Stored entries:
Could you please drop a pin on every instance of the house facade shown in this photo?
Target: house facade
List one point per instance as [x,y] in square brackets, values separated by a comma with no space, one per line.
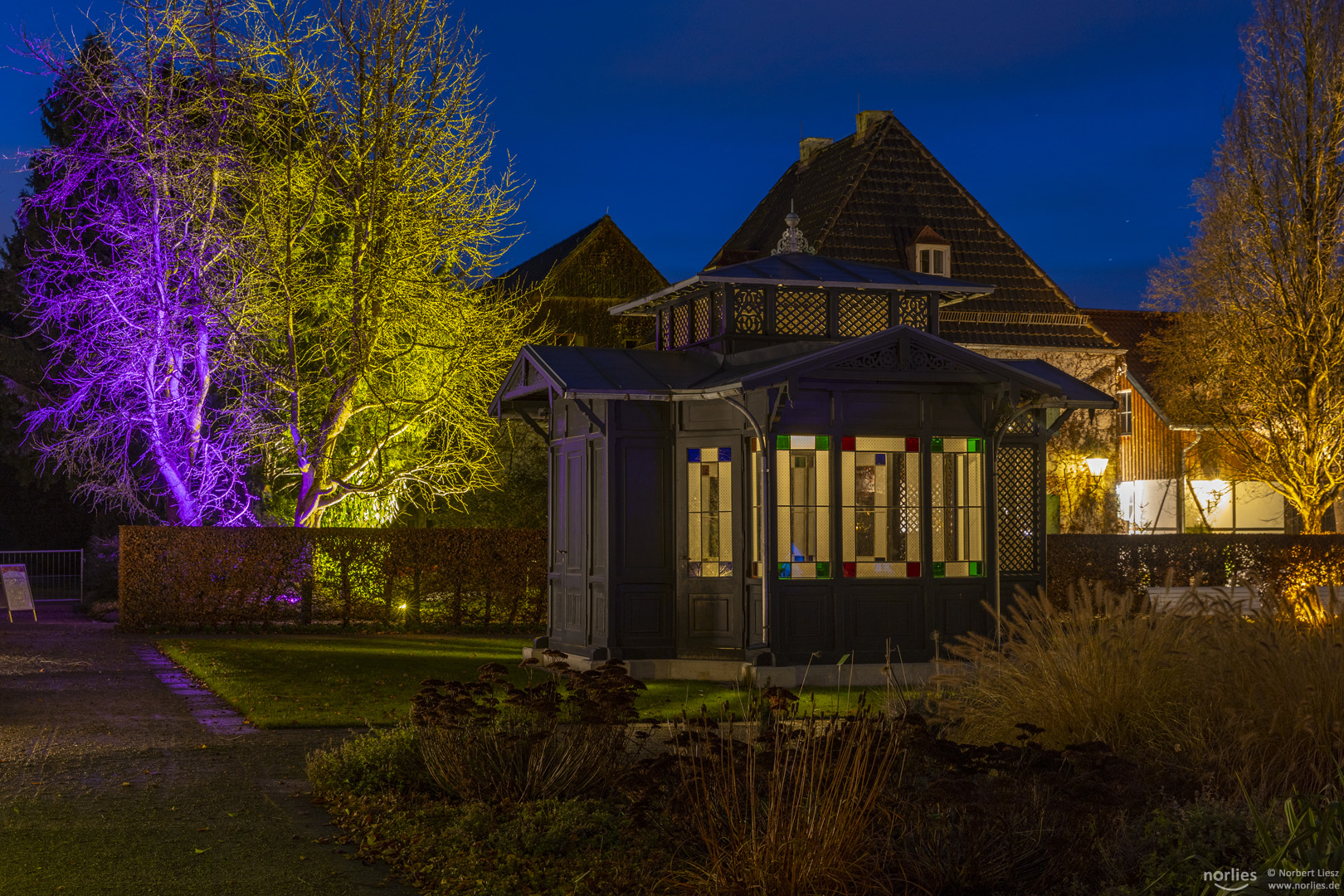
[802,468]
[1168,479]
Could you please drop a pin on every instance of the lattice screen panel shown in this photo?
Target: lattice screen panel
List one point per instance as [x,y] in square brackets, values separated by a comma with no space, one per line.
[680,325]
[862,314]
[914,310]
[1019,529]
[800,312]
[749,310]
[700,323]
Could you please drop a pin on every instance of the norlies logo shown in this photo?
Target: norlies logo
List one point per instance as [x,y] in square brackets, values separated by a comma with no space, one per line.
[1231,880]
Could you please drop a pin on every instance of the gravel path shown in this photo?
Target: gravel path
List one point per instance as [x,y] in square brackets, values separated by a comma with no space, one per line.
[119,777]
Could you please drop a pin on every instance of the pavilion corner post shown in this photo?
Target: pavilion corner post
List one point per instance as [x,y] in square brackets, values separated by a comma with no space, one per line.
[763,490]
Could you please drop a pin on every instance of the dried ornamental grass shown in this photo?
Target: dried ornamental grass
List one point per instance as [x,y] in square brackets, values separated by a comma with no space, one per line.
[1241,700]
[791,816]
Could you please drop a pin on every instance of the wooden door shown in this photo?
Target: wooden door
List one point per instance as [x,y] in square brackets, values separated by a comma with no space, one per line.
[710,597]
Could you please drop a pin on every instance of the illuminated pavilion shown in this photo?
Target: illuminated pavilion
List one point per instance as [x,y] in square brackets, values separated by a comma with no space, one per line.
[801,468]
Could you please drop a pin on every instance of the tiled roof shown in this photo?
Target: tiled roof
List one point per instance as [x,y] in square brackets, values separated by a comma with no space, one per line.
[866,201]
[537,268]
[801,269]
[1127,329]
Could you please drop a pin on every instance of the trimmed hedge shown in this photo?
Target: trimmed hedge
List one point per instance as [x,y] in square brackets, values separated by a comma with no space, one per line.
[1135,562]
[442,578]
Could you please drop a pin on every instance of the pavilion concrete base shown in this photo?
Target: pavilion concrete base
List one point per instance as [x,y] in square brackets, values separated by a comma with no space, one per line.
[752,676]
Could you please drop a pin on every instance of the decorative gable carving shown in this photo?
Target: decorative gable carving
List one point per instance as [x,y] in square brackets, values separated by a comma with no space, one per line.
[891,359]
[925,360]
[884,359]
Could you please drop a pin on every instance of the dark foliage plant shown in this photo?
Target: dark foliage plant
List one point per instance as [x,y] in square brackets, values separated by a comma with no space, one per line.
[489,740]
[207,577]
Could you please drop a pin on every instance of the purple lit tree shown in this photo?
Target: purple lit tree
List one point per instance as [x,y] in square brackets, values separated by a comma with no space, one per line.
[134,282]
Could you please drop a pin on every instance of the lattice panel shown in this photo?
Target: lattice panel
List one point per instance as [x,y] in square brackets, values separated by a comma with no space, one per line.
[1019,529]
[749,310]
[680,325]
[913,310]
[800,312]
[863,314]
[700,320]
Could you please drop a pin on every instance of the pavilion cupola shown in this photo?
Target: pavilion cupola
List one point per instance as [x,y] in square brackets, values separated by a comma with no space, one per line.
[810,147]
[930,253]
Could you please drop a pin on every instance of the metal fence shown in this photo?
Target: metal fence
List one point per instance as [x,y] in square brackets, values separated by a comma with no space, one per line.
[52,575]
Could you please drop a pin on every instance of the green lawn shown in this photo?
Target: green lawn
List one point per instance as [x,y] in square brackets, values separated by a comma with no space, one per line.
[357,680]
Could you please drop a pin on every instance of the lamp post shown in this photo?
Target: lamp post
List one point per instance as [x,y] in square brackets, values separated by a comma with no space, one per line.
[1097,468]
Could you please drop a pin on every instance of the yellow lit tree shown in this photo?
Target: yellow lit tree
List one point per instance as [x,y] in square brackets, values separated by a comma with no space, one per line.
[1257,358]
[375,218]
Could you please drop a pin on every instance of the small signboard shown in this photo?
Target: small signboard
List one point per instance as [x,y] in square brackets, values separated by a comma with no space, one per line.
[17,596]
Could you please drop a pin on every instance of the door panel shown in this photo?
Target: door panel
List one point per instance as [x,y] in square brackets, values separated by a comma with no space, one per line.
[709,516]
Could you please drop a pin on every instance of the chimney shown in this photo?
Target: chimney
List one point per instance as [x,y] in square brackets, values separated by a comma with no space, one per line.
[810,147]
[867,121]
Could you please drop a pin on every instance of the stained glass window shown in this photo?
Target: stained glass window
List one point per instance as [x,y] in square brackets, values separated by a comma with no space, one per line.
[709,512]
[802,497]
[754,553]
[958,500]
[879,484]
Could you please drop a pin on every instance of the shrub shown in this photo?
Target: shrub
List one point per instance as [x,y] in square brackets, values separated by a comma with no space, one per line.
[1181,841]
[796,815]
[489,740]
[561,848]
[382,761]
[201,575]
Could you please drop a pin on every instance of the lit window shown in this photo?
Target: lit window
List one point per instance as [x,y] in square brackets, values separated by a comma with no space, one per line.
[879,481]
[802,494]
[754,551]
[958,524]
[932,261]
[709,512]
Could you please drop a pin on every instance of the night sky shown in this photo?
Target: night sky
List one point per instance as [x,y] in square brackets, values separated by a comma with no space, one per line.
[1079,125]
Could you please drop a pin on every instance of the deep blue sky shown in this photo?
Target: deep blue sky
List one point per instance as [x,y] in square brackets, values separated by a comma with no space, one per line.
[1079,125]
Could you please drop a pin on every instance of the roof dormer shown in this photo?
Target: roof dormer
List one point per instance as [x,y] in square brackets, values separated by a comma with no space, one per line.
[929,253]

§ **Exercise instructions**
Transcribe the entire listing above word for word and line by line, omitting any pictures from your transcription.

§ **Reply**
Could you please drop a pin on every instance of the house facade shown in this photo?
Target: house facade
List one point per instance as [x,y] in square brackets, values separated by a comma with no space, one per line.
[802,468]
[1168,479]
Could you please drop a pin on every instance of the lattice screen panel shown in this photo?
Target: lattice screen panel
List one point per instance as [x,y] in square brackets, values separated by a comma with no space, one per line.
[680,325]
[862,314]
[914,310]
[1019,529]
[800,312]
[749,310]
[700,323]
Could you please drop a pin on every instance of the norlies logo shown in this photo?
Target: norlies logo
List one point per instance as [x,y] in square brackets, values separated by a comma with no space, one per line.
[1231,880]
Could you please drop a pin on every instance of the gravel path shown in this photo?
Target: gravel path
List one point per instance as [x,y] in square brackets, values separated by a comma with no space, one per line.
[119,777]
Could you please drop a pin on every instance of the pavilion corner post shown in this photo?
Target: pavilion corner post
List one point per instance as [x,y] in square brackets, values separated by a comma with no space, one per line.
[763,490]
Could you please drop a pin on every instance of the dried ornamental grass shown in this photo?
Target: dried ornamental grass
List one point per instance as [x,y] in square brackets, values separated by a comma with no space, one per line.
[1241,700]
[791,816]
Could you please drop a pin on every instance of the wooden door shown in this photo?
Target: wooden door
List one point per instance as [x,y] in square brackets, values separated by a comma with no space, one per line.
[710,597]
Could you please drop a pin on every instance of the illuminated pavilion shown in this photo?
Target: illuminated pavilion
List one point per instance as [x,y] in square brackets, values separated by a comma with no space, one per line.
[801,468]
Could you please drop a pin on every instance of the tiled roof shown in this photo?
Target: tiled roof
List one point per instance as [x,y] in square brackets, values separated by a comma with no space, one per line.
[866,201]
[537,268]
[801,269]
[1127,329]
Could you please drop a pin on every instance of the trimmed hedge shown in this photo?
Target: trimmed hedge
List one point per instance as [x,y] in square brackets, values separated by a comma with no space, one per line.
[1135,562]
[442,578]
Could you please drop a pin on every instance of the pavilion concrete base shown in this photo?
Target: pavilion concrete base
List one point per instance as [x,y] in square brackets, values separated by a comma with no space, one per line.
[752,676]
Could you please drop a pin on every instance of the decorative gable carving shown in this photo?
Target: decorative gable carving
List one point per instance as [x,y] in square brackets, values separated by a comma with no space, one per line.
[891,359]
[925,360]
[884,359]
Could you please drop a pin on every instance of the dark foliage plant shown in this photo?
Target: dark foliage plant
List one point per instance as [x,y] in square brackets, values separated by a comma with no space, one per line.
[489,740]
[207,577]
Could you please drop a pin on every instance of the purple lit tree shown in this photo?
Target: purple lit tree
List one point per instance as [x,y] in square brackets, values separated by a comma with no space, one per line.
[134,282]
Could you please drop a pin on every instance of the lattice panel shown in this photo?
Target: lattice panel
List one point per instance as [x,y] in square brackets, values separated by a comma with no space, one per line.
[1019,529]
[749,310]
[680,325]
[913,310]
[800,312]
[863,314]
[700,320]
Could you please drop a pin on every instance of the pavilion cupola shown in this photo?
Target: pavilion cupola
List one point per instance as [x,y] in square brackets, values separated by a comma with no space, one per line.
[810,147]
[930,253]
Could you please drop a pin on every instance of the metal fence shown in this photo?
Target: metal fence
List one point per instance as [x,y] in square brackets, values separated by a comma with no space, one per line.
[52,575]
Could you please drop a pin on every instance of the green lawn shown in this photo?
Target: green lawn
List one point per instance as [x,y] in square brackets, values separated by a comma with no space, one per line.
[357,680]
Could you please drop a pin on every instance of the lamp post shown in this photo?
Target: lamp post
List one point per instance as [x,y] in square brackets, values separated by a comma with no space, one per line.
[1097,468]
Could you please drop a pin on every instance of the yellow lit tree shown in this photo?
Target: yellow lit tree
List one point per instance as [x,y] in square brackets, values separated by a comma with no space, one per line.
[1257,358]
[375,218]
Could you please drop a pin on every instance of the small signboard shown in this photo?
Target: small signboard
List one point per instance as [x,y] in square brackets, values separated by a comma with no space, one per line.
[17,596]
Could you please drop a pin on every instance of the door panel shown in this photo?
Target: door panel
List one point per instance as [x,y] in square brackets, values separated by a comma with no space, one per line.
[709,516]
Could you please drop a pin on every instance of the chimney shown in this photo?
Target: chimney
List one point per instance as [x,y] in square brackets, values separated by a comma with no space, one per line.
[810,147]
[867,121]
Could you please drop a pin on every instance of the stained glass window shown in this photo?
Target: stained glass window
List one point per instance as [x,y] in square brackets, values separated by a comma with no space, one per line.
[709,512]
[802,497]
[754,553]
[958,500]
[879,484]
Could you please drop a pin on every instance of the shrub shown in this photo?
Target: shrub
List one point per instance as [x,y] in square brackets, values separated by a comma with no space, one per line.
[1181,841]
[796,815]
[489,740]
[561,848]
[382,761]
[201,575]
Could you please drop a pin on every instance of the lit window shown in this photo?
Target: lit window
List one point per instance as [x,y] in square brackets, values separated by a comma with no space, one per line.
[879,481]
[802,494]
[754,551]
[958,524]
[932,261]
[709,512]
Could you please drop a pin on every instance of the night sky shown in this photo?
Target: night sky
List one point per instance as [x,y] in square brackets, values separated by a comma with no space, one per line.
[1079,125]
Could you please drop a pin on every instance of the deep blue sky shown in this photo?
Target: deep blue sky
List one point per instance as [x,y] in square brackets, values separated by a comma with no space, one per line.
[1079,125]
Could you please drop a pin on every instance of the roof dormer shown in this photo?
Target: roof dormer
List one point per instance as [x,y] in square brackets, values separated by a comma with no space, one per line.
[929,253]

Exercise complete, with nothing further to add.